● Exercise
Can you quote the records below in full, word for word?

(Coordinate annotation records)
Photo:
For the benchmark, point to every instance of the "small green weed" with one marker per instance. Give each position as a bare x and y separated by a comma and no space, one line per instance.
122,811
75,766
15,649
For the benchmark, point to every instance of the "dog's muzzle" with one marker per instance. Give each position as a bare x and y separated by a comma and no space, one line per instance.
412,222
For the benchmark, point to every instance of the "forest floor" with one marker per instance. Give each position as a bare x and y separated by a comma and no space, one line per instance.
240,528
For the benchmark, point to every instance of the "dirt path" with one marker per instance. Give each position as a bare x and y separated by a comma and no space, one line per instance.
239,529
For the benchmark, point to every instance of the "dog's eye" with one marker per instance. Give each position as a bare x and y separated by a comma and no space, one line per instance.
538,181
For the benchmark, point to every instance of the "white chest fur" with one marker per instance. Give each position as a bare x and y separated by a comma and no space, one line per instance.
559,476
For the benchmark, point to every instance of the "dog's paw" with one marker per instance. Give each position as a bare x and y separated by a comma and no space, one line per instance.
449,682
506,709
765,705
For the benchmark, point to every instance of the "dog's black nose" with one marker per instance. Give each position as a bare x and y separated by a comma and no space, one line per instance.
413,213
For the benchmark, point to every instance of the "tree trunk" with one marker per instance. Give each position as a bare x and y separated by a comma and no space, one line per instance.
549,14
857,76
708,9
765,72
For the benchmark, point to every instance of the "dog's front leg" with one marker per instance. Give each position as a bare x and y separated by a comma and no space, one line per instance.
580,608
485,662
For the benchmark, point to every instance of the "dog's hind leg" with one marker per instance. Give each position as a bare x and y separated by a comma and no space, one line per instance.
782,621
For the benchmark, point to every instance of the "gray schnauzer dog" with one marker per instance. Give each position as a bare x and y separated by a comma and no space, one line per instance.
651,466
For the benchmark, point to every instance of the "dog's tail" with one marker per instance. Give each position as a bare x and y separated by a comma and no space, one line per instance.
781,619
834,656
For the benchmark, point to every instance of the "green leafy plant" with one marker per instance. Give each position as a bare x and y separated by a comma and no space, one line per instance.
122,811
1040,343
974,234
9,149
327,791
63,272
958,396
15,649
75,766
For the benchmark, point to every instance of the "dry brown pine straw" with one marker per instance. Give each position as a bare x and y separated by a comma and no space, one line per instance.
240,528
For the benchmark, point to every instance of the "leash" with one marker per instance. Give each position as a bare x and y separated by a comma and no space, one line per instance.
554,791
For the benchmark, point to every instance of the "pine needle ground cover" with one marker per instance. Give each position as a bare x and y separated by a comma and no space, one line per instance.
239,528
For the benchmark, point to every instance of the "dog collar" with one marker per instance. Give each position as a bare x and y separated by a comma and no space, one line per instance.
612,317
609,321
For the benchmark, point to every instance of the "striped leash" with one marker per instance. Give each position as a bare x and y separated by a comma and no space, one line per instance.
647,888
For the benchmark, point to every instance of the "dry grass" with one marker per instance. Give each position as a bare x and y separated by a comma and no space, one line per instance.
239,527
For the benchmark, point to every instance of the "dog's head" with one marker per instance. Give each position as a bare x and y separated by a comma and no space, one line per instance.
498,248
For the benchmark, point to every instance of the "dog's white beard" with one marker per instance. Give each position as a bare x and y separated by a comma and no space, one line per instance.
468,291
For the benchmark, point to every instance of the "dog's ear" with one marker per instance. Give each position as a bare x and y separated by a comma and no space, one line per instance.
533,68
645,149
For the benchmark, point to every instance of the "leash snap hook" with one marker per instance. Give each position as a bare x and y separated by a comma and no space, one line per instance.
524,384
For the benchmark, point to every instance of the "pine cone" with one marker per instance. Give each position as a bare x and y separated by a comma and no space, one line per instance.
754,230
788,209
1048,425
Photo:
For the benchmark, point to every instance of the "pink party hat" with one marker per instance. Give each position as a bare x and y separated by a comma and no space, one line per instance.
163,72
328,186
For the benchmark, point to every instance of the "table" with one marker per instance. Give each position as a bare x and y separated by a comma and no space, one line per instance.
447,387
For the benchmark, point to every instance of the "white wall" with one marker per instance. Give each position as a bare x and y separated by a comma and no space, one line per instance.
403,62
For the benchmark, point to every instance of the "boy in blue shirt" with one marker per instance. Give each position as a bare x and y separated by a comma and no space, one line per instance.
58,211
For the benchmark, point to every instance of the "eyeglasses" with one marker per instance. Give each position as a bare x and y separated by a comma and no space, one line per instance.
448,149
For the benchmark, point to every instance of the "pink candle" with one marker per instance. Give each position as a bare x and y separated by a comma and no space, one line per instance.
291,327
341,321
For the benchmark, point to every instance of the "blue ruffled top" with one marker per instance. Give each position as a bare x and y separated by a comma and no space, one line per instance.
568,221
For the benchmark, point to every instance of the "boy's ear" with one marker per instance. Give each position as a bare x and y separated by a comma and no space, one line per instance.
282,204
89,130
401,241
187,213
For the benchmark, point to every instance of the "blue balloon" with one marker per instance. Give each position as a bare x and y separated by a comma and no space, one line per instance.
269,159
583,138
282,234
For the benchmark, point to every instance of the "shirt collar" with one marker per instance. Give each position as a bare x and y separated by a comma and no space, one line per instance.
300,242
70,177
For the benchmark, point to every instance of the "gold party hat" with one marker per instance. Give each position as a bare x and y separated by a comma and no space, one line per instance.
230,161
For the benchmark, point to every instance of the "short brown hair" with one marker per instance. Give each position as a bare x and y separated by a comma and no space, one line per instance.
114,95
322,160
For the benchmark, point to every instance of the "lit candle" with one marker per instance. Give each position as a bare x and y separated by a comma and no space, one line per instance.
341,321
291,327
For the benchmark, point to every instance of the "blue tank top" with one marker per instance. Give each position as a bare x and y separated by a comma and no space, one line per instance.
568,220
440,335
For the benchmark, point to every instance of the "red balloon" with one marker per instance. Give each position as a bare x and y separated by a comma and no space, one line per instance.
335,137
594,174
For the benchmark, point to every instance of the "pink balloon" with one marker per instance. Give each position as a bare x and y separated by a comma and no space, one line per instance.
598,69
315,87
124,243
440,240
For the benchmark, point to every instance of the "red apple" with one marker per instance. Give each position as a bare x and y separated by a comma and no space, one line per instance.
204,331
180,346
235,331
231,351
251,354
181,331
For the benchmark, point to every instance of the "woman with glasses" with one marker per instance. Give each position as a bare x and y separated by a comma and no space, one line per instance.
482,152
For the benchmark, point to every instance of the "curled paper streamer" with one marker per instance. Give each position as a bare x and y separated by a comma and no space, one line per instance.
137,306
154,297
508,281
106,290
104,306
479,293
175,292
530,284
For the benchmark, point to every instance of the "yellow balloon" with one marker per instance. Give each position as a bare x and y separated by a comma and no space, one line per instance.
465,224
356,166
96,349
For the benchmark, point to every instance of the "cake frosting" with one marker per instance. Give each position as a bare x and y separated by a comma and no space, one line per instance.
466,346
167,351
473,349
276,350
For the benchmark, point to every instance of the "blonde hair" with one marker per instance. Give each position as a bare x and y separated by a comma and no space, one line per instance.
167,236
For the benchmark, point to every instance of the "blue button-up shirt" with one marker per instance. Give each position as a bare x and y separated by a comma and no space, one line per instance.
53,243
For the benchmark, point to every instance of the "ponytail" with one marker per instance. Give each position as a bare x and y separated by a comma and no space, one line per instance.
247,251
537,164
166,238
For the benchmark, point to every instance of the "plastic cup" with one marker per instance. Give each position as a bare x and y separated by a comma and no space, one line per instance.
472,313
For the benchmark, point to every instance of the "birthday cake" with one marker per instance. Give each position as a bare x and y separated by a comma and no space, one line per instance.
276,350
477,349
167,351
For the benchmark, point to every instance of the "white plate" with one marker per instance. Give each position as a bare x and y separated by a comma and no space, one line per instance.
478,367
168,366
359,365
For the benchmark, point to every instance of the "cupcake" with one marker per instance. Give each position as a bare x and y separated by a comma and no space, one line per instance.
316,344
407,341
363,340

● Exercise result
Photo:
For the benchmark, point to every instance of the "small green weed" with one marker per instance. Give each position as a bare x and y separated by a comma and no space, one line per instance.
122,811
75,766
15,649
For the benchmark, point to every instance of the "dog's muzzle" with one marker per instance. Give each position as a bare x and y separated by a comma and no space, one line per instance.
412,222
For the benchmark, point to every instance of the "forest floor" with one marker per instance. Give each position as a bare x and y separated by a comma and no space, one line per instance.
240,528
For the benchmark, point to every instance of the "dirt path" with one marker per instance. Give each position as a bare x and y separated by a comma and no space, one line per instance.
239,529
For the benchmark, point to every instance of the "dog's eye" with one marker per instance. Give each position as a bare x and y separated by a comma and no space, one line per instance.
538,181
For the benchmark, point to every instance of the "white chest fur" with one marker per instance. Give each position as a bare x and y separated by a comma and no space, one line per instance.
559,476
For the benchmark, point to every instance of the "dog's paw" with one marker per instance. Give each position as a bare x and y separated by a comma and no space, one line per instance.
449,682
506,709
765,705
For the benchmark, point to every instance of the "dog's black nose" with one marker per instance. Give each position as a bare x and y separated by a comma and no space, one line per instance.
413,213
For the benchmark, point to every instance of the "tree trunk" with one marker per instance. Give each position as a bare x and y separated by a comma and no space, one line per instance.
549,14
857,76
708,9
765,72
For the benchmark, point to every instance of the "dog's front leg" with one marker per instance. Give each position as a bare x and y separated by a comma and no space, one line per instance.
580,608
485,662
For the benchmark, point to every instance of the "dog's hind leg" with one marker per instance. Give each position as a bare x and y separated by a comma and no space, one line per instance.
782,621
For the benchmark, point to every instance of the "gray schnauzer dog" with one marker per instance. Give each position as a bare x and y separated by a comma and no space, one line per instance.
651,466
For the benchmark, point to every instance of the "dog's tail" with one marker per instance. Give each position as a bare x and y separated by a comma and no space, one line per instance.
781,619
834,656
For the benchmark, point to every instance of the "green leafy plant" with one marker per instance. Give each position as a bare x and y separated by a comma and no space, one line per instance.
122,811
1040,343
974,234
9,149
327,791
63,272
958,396
15,649
75,766
For the benchmark, point to every instance of the "dry brown pine straw" with one marker per instance. Give each position as a bare x and y separated by a comma and no space, one line per instance.
240,528
For the benchmark, point to every instance of the "leash" with one marker per instance. Give each position as a bare x and y separated by a comma and no space, one line per instance.
554,791
For the benchmark, point to every instance of the "pine needle ground cover" with one marker per instance. Give each position as a bare x and y separated by a comma and no space, one line per instance.
239,528
For the benchmark, point to every instance of the "dog collar" with one marker per instance. Give each position as a bare x and y separated by a comma and no space, one line per instance.
612,317
609,321
For the benchmark, point to every instance of the "striped leash" with one marker per instance. Give each position as a bare x and y separated by a comma and no space, one line per instance.
647,888
For the benchmark, point to every instance of the "dry grass" with one marker per instance. Give each position as a bare x and y separated by a comma and no space, one line per instance.
239,527
For the benchmark, point to every instance of the "dog's head" with one marker per instance. Give each position as a bare x and y separated by a comma and no space, one line per instance.
498,248
For the benchmark, point to every instance of the "dog's white beard" with one marker per instance. Give each position as a bare x and y separated by a comma and no space, one line per instance.
468,291
For the benchmark, point to every instance of the "dog's ear" with one marker per instance. Give each position as a bare x and y separated by a comma and no space, one line per instance.
533,68
645,149
For the benchmark, point to every instance of the "leash snap hook" with one marker per instance. Give each position as a bare x and y separated by a comma and no space, one line per instance.
524,384
For the benchmark, point to every instance of the "pine cone" with one marker per instance. Give each position as a bare x and y separated by a comma and no space, one line per instance.
754,230
788,209
1048,425
Photo:
For the benchmark, point to every instance of the "pink party hat" with one marker per instance. Give each position as a bare x and y separated by a comma and no space, one line per instance.
163,72
328,186
For the benchmark, point to every instance of the "table" with one marker per instance. Give each position as a bare x and y separated by a comma and no space, one line per instance.
447,387
For the benchmark, point to every instance of the "white wall" with one marker per instance. Give each position as a bare x and y separated by a comma and no space, one line per instance.
403,62
For the benchmark, point to every instance of the "boy in blue shirt" with one marker per instance. Give each position as a bare x and y separated by a comma and no space, one line per instance.
58,211
For the benchmark, point to every instance of the "eyeglasses" with one marker per instance. Give each position as a bare x and y separated by a comma and no space, one line per instance.
448,149
For the benchmark, point to every instance of the "pink candle" with one marker per instance. Give each position as a bare x and y separated by a comma and no space, one line per instance.
291,327
341,321
For the benchmark, point to every instance of the "blue ruffled top" with one marker per instance. Give each position as a bare x and y separated by a comma and no space, one line per instance.
568,221
For the benchmark, point to every instance of the "boy's ear" with one marker per instance. Give each position as a bare x and y separated by a comma and no space, one line per instance.
282,204
89,130
401,241
187,213
For the benchmark, point to every instance of the "blue balloon" with one marker per instance. Give each position as a bare x and y separated by a comma and no space, one line per instance.
269,159
583,138
282,234
For the benchmark, point to every instance of the "shirt collar" with one marker per instance. Give each position as a bare x and y separated by a comma and no space, one line per instance.
300,242
70,177
For the benchmark, point to every instance of the "gold party hat" with one marker per instance. Give each position as a bare x and y separated by a comma and no space, one line per instance.
230,161
For the benchmark, point to every instance of the "short brown hair" with one marker per instance. Give each position as a bare x and y separated by a comma and no space, one line per instance.
114,95
322,160
For the benchmark, point to every instance of the "lit candle" with one marker per instance. Give each position as a bare x and y separated by a comma and no space, one line per instance.
341,321
291,327
For the benchmark, point to every instance of the "blue tank top" with one marker per instance. Give each position as a bare x and y separated by a comma and no space, one line per instance.
568,220
440,335
For the benchmark, point to every instance of the "red balloon" with one marker per instance. Give each position as a bare x and y separated by a comma and no space, one line per instance.
335,137
594,174
For the benchmark, point to every instance of the "pink balloon" with one marker per instance. Give each position as a bare x and y separated by a comma and no space, one line per instance.
598,69
315,87
124,243
440,240
For the benchmark, point to every instance of the "red apple" with one marker per instance. Give each position as a bare x and y separated by a comma and no space, one line per instance.
204,331
180,346
235,331
231,351
251,354
181,331
For the benchmark, point to every instance of the "woman with glasses" with one marker per instance. Give each position as a bare x and y separated by a comma and no space, one line per instance.
482,152
For the benchmark, point to every instance of the "curled paper streamer" with one marker per instance. Give each position as a bare x and y separated by a comma and no space, one line per instance.
137,306
154,297
508,281
106,290
104,306
479,293
175,292
530,284
For the benchmark, point to every instance of the "yellow balloon" with one marker per instance. Give each position as a bare x and y separated by a comma and no space, one line per instance.
465,224
356,166
96,349
For the benchmark, point to every instance of the "cake frosting" with one marker per instance. Give each position as a bare x and y separated by a comma and no space, one line per instance.
466,346
167,351
473,349
276,350
For the benchmark, point to every instance of the "blonde hair" with one marker per instance. Give each position as a bare x and y separated by a comma and no space, one line per instance.
167,236
For the benchmark, point to every instance of the "blue button-up shirt" with one marker per instance. Give each position as a bare x and y separated by a comma and no space, one line per instance.
53,243
For the benchmark, point to every instance of the "ponytail" with one marker per instance. Give each position as a bare x and y separated by a comma and no space, one line per instance.
247,251
537,164
166,238
For the benchmark, point to every instance of the "plastic cup" with one marker per instance. Give each position as a bare x and y separated by a comma and no space, one line per instance.
472,313
For the benchmark, point to every instance of the "birthday cake" with one marker per instance. Give each position as a bare x and y separated by a comma and no space, one line per instance.
276,350
477,349
167,351
For the benchmark, point to every instance of the "white plate" with one marker per instance. Give each position as a bare x and y separated by a comma and no space, one line per instance.
478,367
168,366
359,365
For the benchmark, point to every instance of the "cupcake" with one marker per instance. Give each position as a bare x and y separated by a comma and no space, one line per instance.
316,344
407,341
363,340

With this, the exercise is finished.